[Records contained in a dataset]
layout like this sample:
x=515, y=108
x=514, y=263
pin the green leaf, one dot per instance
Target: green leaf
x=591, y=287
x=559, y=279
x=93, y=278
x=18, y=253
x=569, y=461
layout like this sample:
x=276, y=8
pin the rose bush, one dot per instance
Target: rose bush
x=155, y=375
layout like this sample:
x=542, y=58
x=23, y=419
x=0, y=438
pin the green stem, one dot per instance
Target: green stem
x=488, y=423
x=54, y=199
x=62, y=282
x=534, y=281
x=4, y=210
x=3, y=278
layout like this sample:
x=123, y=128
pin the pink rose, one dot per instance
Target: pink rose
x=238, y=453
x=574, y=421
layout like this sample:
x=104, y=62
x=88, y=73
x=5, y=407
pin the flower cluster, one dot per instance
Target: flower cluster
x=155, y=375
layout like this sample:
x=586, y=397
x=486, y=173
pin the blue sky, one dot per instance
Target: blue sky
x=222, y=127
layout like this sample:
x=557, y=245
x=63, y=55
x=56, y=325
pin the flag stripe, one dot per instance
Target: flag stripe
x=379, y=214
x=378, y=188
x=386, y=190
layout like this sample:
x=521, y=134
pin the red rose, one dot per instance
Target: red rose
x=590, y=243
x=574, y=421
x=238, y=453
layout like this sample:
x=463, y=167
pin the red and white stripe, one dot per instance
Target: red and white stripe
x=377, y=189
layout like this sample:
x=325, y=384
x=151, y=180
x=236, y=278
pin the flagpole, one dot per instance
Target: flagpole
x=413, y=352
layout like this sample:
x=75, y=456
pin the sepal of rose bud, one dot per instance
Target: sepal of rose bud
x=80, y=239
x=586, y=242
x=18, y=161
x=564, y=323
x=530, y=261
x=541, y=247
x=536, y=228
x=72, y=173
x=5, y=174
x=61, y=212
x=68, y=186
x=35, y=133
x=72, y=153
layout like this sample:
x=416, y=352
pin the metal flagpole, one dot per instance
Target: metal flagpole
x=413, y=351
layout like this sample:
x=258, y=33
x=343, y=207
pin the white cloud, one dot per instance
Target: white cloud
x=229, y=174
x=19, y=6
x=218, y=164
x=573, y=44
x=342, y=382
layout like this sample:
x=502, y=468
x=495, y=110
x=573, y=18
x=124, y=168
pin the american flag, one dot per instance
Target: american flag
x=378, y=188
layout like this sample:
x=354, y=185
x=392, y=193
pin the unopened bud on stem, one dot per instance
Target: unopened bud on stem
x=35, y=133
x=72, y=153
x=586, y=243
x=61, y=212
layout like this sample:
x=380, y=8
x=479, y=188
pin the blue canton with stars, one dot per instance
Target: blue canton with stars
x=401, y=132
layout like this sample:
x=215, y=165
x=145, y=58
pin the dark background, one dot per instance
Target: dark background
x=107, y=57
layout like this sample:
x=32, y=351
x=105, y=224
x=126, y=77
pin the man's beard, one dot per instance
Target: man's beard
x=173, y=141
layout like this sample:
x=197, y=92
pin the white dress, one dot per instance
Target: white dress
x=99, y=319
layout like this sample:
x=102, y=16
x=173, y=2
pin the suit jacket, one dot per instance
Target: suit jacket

### Task details
Lines from the top of the data above through the line with "x=486, y=173", both ends included: copy them exactly, nothing more.

### Answer box
layout like this sample:
x=515, y=108
x=514, y=263
pin the green leaf, one dot per instance
Target: green leaf
x=591, y=287
x=559, y=279
x=93, y=278
x=18, y=253
x=569, y=461
layout like this sample:
x=276, y=8
pin the rose bush, one dot per instance
Target: rose bush
x=155, y=375
layout like this sample:
x=542, y=58
x=23, y=419
x=0, y=438
pin the green stem, one dot per instance
Target: green stem
x=488, y=423
x=54, y=199
x=62, y=282
x=534, y=281
x=4, y=210
x=3, y=278
layout like this sample:
x=123, y=128
pin the pink rose, one dot per instance
Target: pink rose
x=238, y=453
x=574, y=421
layout like this sample:
x=104, y=62
x=88, y=73
x=5, y=407
pin the flower cluster, one dot per instance
Target: flower cluster
x=155, y=375
layout like this sample:
x=586, y=397
x=486, y=173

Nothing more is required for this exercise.